| Source |

Using AWS Rekognition in CFML: Detecting and Processing the Content of an Image

Posted 29 July 2018

The most obvious use case for Rekognition is detecting the objects, locations, or activities of an image. This functionality returns a list of “labels.” Labels can be things like “beach” or “car” or “dog.” This allows you to build tools like image search.

As I wrote in the series on using Simple Notification Service (SNS) from CFML, the JavaDocs for the AWS Java SDK are comprehensive and always up-to-date. They are, alas, also just JavaDocs. You’re not going to find detailed examples of how to complete full tasks in these docs. If you look at the documentation for the com.amazonaws.services.rekognition.AmazonRekognitionClient, you can see all the things that you can do with Rekognition via the Java SDK.

When working with the AWS Java SDK, there’s a basic pattern that you’ll follow. It goes like this:

  1. Get a copy of the client that’s making a connection to the service you want to use.

| Data provided |
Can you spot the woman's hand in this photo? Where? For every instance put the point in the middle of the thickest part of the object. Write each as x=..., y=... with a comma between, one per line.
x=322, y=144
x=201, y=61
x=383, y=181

| Exercises to complete |
a - According to the Rekognition article, what does the label-detection functionality return?
b - Write a continuation of the Rekognition article, picking up right after its last line.

| Answers by task |
a - It returns a list of "labels," such as "beach," "car," or "dog."

b -
  2. Create a “request” object.
  3. Fill the “request” object with the parameters (or other objects) you need to supply.
  4. Tell the client to make the request.
  5. Get back a “response” object.

This was the case when working with SNS. This is the case when working with Rekognition.

Here are the steps to detecting the labels (objects, locations, activities) in an image:

  1. Get a copy of the Rekognition client we created in the first part of this series.
  2. Create a “DetectLabelsRequest” object.
  3. Create an “Image” object in the Rekognition service to work with.
  4. Create a “S3Object” object that specifies the path to the image on S3 that you want to treat as the image for the Image object created in step 3.
  5. Set the S3Object into the Image object.
  6. Set the Image object into the DetectLabelsRequest.
  7. Run the DetectLabelsRequest.
  8. Get back a DetectLabelsResult object.

Remember: this is Java! Everything is an object and the code is going to be a bit verbose.

The Code to Detect Labels in an Image

Here’s how we do this in the AWSPlaybox app:

If you haven’t already read the entry on the basic setup needed to access AWS from CFML, please do so now.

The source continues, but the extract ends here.